Working data:
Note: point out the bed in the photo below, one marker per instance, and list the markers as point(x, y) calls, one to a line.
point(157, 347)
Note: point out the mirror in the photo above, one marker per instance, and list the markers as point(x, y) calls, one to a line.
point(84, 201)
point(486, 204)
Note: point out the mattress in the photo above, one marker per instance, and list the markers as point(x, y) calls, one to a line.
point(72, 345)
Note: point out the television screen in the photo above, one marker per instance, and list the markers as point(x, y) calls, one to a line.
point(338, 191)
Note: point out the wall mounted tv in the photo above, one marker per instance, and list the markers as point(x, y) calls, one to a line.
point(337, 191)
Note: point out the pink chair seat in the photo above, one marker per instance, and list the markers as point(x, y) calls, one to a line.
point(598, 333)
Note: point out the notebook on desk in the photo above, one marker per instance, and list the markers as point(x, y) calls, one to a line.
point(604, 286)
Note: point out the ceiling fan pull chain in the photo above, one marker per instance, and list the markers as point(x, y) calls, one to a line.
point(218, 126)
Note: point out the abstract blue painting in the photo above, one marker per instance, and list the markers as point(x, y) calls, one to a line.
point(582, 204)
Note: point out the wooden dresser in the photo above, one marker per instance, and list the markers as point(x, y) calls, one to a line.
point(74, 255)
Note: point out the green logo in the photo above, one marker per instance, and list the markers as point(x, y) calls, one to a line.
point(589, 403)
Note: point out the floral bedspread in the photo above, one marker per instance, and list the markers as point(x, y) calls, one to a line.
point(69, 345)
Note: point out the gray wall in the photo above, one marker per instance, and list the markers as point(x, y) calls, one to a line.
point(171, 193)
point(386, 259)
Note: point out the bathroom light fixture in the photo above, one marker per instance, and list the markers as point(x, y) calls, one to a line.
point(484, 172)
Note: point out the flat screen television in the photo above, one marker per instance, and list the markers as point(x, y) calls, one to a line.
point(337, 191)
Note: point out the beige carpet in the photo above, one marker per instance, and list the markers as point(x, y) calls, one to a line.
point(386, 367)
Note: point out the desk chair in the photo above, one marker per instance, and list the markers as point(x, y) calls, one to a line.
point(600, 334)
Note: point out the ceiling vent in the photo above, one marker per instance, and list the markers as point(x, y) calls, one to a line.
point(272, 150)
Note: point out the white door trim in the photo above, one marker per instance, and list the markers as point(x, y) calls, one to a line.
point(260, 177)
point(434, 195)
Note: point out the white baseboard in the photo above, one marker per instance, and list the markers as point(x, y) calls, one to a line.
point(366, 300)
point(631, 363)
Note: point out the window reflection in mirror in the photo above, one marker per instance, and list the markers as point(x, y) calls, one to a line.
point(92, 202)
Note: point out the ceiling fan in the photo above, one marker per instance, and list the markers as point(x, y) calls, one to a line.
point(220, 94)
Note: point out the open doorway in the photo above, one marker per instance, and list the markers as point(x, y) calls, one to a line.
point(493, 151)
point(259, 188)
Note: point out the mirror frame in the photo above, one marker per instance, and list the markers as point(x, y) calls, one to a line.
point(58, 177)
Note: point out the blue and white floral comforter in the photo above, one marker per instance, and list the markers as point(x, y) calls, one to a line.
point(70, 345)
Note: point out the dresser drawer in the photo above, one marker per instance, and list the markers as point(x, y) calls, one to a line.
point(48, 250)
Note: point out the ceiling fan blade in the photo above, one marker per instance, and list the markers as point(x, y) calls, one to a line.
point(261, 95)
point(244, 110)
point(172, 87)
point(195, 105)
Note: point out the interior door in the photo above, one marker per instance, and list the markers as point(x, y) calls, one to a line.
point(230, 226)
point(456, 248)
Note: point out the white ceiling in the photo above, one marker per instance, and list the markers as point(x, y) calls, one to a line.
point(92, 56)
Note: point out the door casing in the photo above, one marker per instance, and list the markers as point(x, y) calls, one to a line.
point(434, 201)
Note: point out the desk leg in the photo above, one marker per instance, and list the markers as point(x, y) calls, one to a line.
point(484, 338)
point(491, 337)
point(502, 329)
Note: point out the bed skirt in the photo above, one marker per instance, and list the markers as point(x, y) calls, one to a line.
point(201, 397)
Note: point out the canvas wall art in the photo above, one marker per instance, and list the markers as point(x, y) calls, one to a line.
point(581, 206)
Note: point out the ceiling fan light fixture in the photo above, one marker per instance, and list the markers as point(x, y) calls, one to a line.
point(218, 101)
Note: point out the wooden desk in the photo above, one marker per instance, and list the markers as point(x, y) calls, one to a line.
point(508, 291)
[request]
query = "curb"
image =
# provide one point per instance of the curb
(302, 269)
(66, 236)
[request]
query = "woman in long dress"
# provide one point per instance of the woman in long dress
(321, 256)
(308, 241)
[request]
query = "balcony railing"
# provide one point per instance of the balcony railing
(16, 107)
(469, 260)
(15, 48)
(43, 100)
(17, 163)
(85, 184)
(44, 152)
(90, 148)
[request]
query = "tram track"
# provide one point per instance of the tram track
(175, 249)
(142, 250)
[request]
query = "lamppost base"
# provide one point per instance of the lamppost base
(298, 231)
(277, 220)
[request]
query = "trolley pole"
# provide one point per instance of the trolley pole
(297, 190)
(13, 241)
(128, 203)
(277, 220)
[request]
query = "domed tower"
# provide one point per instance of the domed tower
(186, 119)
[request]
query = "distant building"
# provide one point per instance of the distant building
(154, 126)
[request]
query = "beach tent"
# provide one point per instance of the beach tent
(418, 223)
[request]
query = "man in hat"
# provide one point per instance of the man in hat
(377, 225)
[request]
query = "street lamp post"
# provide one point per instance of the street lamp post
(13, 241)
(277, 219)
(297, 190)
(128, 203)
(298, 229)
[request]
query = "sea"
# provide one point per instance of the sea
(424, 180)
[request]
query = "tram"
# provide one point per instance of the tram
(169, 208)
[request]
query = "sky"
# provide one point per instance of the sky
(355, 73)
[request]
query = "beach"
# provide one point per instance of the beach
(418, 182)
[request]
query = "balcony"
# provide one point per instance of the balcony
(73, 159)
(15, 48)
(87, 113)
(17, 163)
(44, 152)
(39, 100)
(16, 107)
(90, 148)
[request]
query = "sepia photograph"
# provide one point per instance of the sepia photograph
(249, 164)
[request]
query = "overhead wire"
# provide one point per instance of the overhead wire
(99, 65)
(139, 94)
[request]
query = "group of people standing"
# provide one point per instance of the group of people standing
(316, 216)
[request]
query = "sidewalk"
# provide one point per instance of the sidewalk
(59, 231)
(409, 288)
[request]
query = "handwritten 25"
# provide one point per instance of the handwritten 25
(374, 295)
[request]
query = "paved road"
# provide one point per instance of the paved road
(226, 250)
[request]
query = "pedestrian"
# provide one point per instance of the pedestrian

What is needed: Report each line in the entries where the string "pedestrian" occurs.

Your solution:
query = "pedestrian"
# provide one point per instance of the pedestrian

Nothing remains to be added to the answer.